Information supplied
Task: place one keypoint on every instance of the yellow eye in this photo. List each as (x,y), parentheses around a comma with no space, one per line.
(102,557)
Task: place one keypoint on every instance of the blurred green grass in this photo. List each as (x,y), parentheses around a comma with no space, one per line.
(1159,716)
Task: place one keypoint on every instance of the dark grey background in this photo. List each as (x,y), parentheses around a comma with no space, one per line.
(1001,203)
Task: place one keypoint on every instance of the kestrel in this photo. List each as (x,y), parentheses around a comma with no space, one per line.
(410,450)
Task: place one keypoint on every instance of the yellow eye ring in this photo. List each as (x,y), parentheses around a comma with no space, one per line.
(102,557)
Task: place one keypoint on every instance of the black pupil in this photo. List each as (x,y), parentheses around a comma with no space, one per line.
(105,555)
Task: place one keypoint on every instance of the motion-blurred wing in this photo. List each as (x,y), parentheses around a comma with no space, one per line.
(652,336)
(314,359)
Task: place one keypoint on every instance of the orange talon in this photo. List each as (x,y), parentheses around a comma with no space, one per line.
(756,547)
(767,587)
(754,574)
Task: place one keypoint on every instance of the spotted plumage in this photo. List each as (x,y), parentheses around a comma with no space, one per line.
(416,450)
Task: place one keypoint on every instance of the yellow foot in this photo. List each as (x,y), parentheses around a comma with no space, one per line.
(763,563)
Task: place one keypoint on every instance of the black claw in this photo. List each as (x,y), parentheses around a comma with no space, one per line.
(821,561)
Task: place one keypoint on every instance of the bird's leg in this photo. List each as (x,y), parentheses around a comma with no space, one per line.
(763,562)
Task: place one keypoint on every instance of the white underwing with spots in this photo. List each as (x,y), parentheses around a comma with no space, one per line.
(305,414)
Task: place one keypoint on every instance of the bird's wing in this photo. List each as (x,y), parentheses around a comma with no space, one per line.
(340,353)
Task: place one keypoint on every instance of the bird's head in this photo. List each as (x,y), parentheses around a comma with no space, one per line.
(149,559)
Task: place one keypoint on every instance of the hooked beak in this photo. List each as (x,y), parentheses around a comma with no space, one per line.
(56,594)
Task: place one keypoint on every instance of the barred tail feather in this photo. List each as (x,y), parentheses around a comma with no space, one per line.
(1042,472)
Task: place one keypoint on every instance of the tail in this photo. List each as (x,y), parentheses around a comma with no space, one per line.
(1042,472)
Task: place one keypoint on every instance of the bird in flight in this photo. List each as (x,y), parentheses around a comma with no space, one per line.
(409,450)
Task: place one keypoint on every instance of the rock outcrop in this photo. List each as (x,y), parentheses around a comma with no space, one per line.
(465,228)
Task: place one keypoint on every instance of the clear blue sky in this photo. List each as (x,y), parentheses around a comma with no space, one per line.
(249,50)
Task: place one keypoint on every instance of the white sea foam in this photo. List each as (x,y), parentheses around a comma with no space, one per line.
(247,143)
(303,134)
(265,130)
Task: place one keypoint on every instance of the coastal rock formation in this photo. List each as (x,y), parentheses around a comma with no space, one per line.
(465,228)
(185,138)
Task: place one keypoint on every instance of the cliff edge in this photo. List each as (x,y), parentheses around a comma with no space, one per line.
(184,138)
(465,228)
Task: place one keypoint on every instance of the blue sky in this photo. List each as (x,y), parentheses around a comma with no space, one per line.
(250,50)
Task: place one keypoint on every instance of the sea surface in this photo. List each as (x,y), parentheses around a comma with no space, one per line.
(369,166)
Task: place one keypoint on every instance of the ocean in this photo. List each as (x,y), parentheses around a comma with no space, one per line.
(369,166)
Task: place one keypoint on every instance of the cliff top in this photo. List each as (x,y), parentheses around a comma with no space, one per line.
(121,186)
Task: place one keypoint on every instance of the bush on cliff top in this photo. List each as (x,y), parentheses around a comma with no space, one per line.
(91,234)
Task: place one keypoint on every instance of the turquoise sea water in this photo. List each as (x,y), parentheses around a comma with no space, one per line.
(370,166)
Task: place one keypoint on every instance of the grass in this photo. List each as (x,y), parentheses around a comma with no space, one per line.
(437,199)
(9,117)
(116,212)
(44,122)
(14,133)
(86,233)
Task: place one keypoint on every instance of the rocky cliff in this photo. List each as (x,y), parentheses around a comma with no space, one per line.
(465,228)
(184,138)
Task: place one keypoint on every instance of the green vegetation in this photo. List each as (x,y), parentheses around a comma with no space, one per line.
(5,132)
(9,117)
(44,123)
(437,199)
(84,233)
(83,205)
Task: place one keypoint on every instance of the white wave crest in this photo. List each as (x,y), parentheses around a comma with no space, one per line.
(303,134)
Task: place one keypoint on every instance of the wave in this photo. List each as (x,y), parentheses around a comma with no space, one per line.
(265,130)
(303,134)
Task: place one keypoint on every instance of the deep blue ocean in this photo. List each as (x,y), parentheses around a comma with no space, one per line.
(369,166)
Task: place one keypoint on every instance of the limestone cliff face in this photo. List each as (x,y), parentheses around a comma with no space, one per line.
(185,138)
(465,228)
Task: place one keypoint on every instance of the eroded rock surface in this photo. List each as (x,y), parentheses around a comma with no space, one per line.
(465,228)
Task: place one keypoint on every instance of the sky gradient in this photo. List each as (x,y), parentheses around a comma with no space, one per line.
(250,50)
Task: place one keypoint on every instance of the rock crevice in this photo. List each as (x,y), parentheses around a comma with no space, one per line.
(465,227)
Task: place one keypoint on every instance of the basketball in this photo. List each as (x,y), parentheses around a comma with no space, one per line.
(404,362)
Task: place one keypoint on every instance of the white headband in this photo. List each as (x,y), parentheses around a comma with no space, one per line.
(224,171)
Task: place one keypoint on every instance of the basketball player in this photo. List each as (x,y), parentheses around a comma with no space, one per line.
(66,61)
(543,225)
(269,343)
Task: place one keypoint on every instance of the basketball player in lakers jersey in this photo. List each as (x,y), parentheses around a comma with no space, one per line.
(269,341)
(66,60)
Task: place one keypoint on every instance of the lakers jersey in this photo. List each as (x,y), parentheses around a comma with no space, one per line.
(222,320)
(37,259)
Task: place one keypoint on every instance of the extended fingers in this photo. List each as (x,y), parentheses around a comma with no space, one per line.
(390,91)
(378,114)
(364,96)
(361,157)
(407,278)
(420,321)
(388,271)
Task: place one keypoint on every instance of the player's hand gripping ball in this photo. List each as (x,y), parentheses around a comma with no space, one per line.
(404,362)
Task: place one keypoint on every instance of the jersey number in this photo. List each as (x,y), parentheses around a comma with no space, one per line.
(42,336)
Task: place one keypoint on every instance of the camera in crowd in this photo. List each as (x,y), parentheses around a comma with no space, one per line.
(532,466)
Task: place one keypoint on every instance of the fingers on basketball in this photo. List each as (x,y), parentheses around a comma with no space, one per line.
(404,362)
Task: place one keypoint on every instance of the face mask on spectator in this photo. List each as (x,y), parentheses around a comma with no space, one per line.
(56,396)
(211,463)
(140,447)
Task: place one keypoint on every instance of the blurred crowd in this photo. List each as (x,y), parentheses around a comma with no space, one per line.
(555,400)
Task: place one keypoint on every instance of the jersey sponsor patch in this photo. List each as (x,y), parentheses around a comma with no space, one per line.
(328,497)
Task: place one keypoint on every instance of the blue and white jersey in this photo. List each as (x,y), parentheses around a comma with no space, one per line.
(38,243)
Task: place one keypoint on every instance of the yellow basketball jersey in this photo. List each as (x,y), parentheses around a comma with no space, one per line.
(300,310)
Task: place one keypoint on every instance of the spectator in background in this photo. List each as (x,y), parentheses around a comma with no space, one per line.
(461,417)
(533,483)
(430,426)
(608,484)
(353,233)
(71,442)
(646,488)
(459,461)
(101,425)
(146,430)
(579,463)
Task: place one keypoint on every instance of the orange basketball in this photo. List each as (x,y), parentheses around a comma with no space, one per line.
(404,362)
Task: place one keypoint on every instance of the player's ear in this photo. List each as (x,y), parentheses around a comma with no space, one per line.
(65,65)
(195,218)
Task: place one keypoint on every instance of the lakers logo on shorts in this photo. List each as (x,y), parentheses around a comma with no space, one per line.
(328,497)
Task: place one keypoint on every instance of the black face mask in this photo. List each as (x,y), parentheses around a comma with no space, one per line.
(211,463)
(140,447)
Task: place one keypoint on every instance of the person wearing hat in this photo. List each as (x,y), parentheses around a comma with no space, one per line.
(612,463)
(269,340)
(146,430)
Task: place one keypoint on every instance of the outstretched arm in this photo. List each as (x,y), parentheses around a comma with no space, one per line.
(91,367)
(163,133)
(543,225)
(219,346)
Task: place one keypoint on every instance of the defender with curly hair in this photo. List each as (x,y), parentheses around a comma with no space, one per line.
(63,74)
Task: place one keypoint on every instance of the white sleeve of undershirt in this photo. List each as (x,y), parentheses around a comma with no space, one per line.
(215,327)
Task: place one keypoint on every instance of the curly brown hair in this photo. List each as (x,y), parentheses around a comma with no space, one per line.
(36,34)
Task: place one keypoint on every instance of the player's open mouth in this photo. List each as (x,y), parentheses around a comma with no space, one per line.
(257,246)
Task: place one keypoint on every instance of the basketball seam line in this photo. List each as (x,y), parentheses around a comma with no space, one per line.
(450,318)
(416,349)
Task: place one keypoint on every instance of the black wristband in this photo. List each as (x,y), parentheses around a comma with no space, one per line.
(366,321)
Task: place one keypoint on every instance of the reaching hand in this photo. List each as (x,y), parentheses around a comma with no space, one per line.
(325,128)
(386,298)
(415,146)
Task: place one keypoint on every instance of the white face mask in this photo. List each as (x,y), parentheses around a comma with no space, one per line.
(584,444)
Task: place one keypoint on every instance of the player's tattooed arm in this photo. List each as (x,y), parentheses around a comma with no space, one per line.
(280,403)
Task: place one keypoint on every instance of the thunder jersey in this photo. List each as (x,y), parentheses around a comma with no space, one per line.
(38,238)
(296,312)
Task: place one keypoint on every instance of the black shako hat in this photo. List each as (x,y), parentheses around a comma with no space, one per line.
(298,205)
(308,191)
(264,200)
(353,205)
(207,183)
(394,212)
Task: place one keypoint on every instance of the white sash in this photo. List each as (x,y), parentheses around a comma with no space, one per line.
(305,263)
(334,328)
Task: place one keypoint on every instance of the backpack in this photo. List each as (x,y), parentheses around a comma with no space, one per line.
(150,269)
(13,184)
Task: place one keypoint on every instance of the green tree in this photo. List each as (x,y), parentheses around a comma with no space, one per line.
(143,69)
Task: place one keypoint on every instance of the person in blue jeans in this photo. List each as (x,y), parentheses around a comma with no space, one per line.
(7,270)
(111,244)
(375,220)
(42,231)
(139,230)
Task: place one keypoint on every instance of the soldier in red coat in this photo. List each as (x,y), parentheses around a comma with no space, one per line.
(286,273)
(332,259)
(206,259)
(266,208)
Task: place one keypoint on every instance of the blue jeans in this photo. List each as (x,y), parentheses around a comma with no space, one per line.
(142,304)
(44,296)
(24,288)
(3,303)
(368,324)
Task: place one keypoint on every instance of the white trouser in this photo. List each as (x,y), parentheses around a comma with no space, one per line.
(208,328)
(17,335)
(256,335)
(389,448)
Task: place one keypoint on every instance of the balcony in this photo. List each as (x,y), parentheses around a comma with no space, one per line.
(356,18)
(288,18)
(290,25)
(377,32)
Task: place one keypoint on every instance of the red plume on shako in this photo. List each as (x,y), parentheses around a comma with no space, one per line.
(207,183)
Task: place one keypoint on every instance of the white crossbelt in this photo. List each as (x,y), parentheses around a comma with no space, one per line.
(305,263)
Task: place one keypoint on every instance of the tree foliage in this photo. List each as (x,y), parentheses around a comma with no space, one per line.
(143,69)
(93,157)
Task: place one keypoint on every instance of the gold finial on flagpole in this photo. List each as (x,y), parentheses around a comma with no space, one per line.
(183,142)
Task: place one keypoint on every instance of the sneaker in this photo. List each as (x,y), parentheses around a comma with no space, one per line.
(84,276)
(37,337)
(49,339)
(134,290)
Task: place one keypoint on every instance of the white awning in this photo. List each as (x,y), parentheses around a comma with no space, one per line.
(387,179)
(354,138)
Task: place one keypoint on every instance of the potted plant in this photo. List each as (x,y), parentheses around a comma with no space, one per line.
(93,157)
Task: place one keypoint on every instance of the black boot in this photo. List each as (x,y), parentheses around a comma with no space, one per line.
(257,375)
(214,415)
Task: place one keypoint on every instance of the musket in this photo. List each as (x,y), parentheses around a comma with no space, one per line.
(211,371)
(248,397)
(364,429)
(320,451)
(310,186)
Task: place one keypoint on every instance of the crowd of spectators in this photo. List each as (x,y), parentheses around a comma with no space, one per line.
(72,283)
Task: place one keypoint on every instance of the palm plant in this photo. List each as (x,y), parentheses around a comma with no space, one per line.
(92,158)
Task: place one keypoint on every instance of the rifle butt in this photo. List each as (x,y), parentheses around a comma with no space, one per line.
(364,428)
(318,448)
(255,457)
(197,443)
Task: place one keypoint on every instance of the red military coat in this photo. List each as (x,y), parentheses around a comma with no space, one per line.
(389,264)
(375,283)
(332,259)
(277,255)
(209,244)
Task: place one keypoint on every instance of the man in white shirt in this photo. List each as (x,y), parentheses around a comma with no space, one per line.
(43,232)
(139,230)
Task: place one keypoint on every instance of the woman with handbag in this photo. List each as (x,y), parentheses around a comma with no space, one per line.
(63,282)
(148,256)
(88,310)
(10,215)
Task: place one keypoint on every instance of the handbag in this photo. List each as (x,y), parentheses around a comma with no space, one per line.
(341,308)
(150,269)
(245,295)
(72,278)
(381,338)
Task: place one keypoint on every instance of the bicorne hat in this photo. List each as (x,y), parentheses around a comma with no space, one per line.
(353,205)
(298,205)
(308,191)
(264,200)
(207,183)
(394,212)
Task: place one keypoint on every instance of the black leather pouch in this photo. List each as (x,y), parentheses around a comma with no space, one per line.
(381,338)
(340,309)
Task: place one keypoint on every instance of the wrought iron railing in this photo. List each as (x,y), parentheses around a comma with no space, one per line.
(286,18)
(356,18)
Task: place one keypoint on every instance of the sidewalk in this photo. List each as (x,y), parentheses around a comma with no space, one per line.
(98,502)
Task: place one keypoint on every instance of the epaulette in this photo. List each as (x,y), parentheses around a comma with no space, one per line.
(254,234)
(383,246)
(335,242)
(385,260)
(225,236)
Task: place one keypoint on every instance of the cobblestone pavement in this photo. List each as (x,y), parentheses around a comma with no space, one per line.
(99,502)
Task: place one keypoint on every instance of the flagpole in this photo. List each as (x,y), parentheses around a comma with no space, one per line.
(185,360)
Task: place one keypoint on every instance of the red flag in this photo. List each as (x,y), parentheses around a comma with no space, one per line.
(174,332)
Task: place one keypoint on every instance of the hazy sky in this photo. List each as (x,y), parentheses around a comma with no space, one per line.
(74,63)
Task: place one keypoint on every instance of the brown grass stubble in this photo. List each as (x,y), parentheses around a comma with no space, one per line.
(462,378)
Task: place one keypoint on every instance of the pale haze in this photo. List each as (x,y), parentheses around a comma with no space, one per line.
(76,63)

Written exercise
Find the line containing "Task: place one keypoint on every instance of the cobblestone". Reproduce it exactly, along with every line after it through the last.

The completed task
Task: place one keypoint on every instance of the cobblestone pavement in this photo. List each as (x,y), parentheses around a comma with no space, one per line.
(99,502)
Task: place one keypoint on every instance of the flagpole in this photo. List each as (x,y), parentheses around a comma with no space, one per line.
(185,360)
Task: place one keypoint on every instance of the red flag in this photo. List each as (x,y), parentheses around a comma with no space, one per line.
(174,332)
Task: place one keypoint on every instance of the hazy sky in this photo. List each as (x,y), parentheses around a comma with no space, one per line.
(74,63)
Task: place one keypoint on every instance of the brown grass stubble in this photo. List each as (x,y), parentheses around a comma with no space, one per line.
(462,378)
Task: place one keypoint on every instance of the pale haze in this photo. List each as (x,y), parentheses around a comma with no space, one per line.
(76,63)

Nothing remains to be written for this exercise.